= Direction =
Every line from the one with "Note: the class marks the short" through the end of the records below should be restated word for word, and nothing outside that span.

——

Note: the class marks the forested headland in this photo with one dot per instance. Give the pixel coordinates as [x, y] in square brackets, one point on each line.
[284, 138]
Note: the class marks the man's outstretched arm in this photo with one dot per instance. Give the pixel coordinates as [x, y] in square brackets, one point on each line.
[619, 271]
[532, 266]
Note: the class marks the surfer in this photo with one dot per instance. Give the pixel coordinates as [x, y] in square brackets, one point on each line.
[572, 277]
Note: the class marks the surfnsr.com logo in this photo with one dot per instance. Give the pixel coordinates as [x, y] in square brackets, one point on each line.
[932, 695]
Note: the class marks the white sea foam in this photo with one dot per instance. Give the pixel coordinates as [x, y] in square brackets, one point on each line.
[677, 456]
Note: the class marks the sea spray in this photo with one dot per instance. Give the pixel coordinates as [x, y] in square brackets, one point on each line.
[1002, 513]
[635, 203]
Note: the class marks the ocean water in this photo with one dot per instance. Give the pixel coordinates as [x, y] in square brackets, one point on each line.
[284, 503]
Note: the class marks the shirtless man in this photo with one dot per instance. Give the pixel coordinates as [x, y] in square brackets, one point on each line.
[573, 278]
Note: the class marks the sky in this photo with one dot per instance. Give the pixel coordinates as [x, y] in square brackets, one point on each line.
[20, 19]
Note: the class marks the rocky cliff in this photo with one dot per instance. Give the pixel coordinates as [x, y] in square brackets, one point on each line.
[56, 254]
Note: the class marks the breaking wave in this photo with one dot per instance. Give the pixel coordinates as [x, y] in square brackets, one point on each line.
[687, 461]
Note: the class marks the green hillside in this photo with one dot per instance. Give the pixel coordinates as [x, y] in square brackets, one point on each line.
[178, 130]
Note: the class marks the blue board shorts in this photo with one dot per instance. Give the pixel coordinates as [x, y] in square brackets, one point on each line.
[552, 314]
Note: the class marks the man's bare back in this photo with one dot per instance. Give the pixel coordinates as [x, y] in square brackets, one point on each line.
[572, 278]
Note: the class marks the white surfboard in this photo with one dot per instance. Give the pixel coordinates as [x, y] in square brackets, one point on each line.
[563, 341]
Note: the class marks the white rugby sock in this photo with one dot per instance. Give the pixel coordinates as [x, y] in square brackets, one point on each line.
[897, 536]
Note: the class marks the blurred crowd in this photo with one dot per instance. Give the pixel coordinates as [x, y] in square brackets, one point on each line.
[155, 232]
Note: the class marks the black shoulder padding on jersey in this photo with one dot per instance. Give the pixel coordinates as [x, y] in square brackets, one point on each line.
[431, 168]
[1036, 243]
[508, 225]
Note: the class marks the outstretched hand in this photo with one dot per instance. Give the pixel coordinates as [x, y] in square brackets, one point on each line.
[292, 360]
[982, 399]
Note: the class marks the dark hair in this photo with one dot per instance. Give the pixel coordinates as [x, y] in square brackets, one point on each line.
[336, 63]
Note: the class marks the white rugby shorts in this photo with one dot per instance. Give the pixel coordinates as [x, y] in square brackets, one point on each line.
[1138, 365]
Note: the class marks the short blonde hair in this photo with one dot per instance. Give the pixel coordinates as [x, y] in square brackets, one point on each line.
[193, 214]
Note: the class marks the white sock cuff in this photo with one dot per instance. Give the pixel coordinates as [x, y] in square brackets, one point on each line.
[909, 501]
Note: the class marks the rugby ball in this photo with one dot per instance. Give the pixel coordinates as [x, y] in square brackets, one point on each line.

——

= Solution to this exercise =
Note: the class marks the short blonde hair in this photo with one dot per instance. Give the pixel coordinates as [x, y] in square brackets, one point on each line.
[193, 214]
Note: the class marks the white sock cuff in this photo with one dot per instance. Give the pixel coordinates as [x, y] in square brackets, one point on each line.
[909, 501]
Note: the class marks the rugby ball in this photo with one dot per instance. Give the pixel coordinates as [x, y] in square brackets, one point on each line.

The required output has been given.